**Exercise brief**.
For each of the following statements about the news report on the maid's positive test, say yes or no to whether the report supports it, and quote the report's deciding words: (a) The maid attended the January 26 dinner at the Star Seafood Restaurant. (b) The maid first felt unwell on February 2. (c) Chuang Shuk-kwan described the test as having low sensitivity.

**Extracted text**.
═══

Maid Found Infected after New Test

Jane Cheung

A 32-year-old Filipino maid of a confirmed patient has tested positive for the Wuhan coronavirus – a day after she tested negative.

This comes as the government expands its surveillance to test all feverish patients with respiratory symptoms or chest infections attending general outpatient clinics and accident and emergency departments at public hospitals from today.

This is aimed at detecting, treating and isolating Covid-19 cases early to lower the risk of the virus spreading.

The helper works for a 67-year-old woman – the 52nd confirmed case who was infected after a January 26 dinner at the Star Seafood Restaurant in North Point.

Five of the 29 people at the dinner, including the senior’s 39-year-old son and her 75-year-old brother-in-law, were also infected.

The helper did not attend the dinner and it is surmised that she instead was infected at the home where she works, said Chuang Shuk-kwan, head of the Centre for Health Protection’s communicable disease branch.

Chuang said the discrepancy between the helper’s two tests could be because of a low virus load in the specimen collected for the first test, adding that it had been over a week after the maid first felt unwell on February 2.

“Maybe the specimen was not collected from the right spot,” she said. “The test has a high sensitivity but results are subject to other factors too.”

═══

**Records shown**.

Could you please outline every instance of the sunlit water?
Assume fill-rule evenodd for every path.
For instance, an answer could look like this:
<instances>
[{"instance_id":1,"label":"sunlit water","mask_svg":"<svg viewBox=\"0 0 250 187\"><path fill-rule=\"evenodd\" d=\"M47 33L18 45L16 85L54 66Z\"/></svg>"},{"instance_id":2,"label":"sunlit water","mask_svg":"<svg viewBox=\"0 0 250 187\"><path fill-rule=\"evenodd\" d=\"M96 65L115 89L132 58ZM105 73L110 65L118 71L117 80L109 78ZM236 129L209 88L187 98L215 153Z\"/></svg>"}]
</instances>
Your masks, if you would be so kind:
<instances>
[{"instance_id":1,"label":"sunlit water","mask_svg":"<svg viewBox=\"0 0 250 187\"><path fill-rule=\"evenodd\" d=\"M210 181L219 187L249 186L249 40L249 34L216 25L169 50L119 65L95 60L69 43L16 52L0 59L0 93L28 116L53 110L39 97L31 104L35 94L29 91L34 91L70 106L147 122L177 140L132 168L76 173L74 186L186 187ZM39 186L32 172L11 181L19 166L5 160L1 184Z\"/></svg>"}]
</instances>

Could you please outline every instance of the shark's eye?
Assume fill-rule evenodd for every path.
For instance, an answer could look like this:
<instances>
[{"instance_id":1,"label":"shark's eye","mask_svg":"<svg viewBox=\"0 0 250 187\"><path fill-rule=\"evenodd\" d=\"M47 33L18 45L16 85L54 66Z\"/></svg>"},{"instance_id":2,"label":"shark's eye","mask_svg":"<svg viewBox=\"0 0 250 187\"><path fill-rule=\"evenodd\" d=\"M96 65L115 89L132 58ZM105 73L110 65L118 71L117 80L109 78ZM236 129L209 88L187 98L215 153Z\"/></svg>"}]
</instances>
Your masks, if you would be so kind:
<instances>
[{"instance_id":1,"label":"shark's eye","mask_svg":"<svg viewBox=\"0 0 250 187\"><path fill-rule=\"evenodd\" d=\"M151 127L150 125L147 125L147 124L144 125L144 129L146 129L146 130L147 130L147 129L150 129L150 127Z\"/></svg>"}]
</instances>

═══

**Task output**.
(a) No: "The helper did not attend the dinner"
(b) Yes: "the maid first felt unwell on February 2"
(c) No: "The test has a high sensitivity"